### DATASET RECORDS:
------

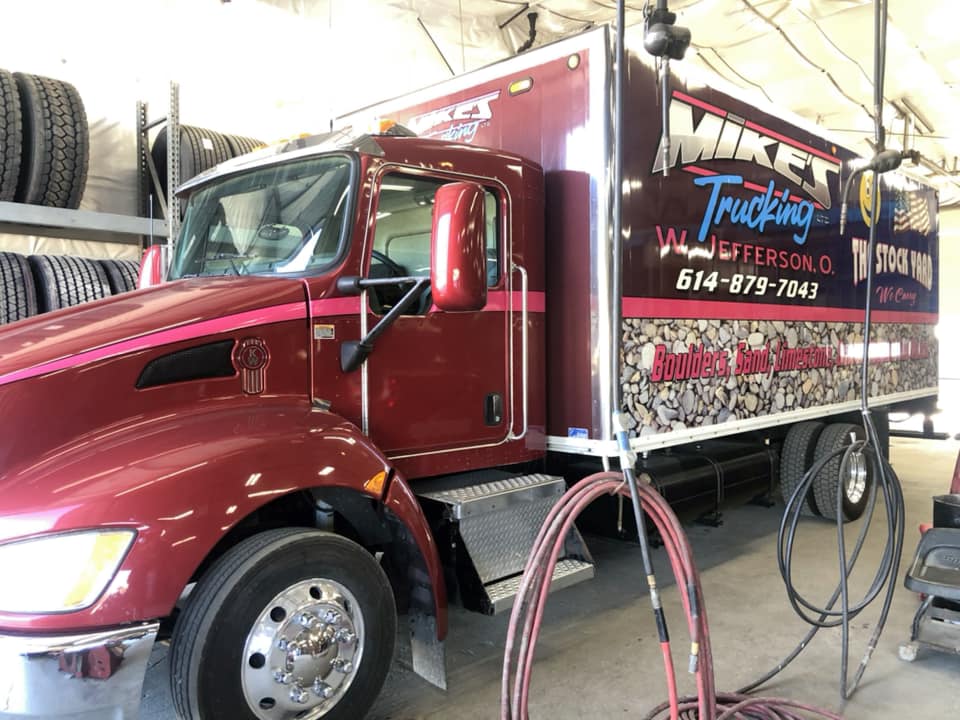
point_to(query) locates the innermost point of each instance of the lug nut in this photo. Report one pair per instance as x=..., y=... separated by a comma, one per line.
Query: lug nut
x=299, y=695
x=323, y=690
x=345, y=636
x=341, y=665
x=282, y=676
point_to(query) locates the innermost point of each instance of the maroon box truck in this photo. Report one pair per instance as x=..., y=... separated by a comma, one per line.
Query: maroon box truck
x=377, y=357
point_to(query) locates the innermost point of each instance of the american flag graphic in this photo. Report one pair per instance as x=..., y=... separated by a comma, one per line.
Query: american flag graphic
x=911, y=212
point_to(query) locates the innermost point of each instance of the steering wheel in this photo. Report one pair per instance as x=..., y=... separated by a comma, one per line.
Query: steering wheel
x=396, y=270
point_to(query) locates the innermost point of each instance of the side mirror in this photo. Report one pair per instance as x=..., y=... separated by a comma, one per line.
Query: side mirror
x=458, y=274
x=152, y=266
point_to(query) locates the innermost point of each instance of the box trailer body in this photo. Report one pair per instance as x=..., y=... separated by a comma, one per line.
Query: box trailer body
x=386, y=340
x=742, y=303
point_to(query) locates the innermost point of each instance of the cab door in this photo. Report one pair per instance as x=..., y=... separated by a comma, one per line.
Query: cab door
x=436, y=380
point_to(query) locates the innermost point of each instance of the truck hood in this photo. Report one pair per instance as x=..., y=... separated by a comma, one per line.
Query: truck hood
x=145, y=318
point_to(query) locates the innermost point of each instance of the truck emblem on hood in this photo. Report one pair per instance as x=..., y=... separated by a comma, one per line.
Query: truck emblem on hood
x=250, y=358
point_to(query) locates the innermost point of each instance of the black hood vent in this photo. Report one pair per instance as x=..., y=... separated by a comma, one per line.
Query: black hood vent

------

### PROBLEM DETAILS:
From the records above, copy each line where the word "black" can be found.

### EXPECTED ANSWER:
point_to(query) locates the innermost point of each instance of the black hood vent in this photo. Report one pair per instance as x=..., y=... separated by a comma, one per line.
Query: black hood vent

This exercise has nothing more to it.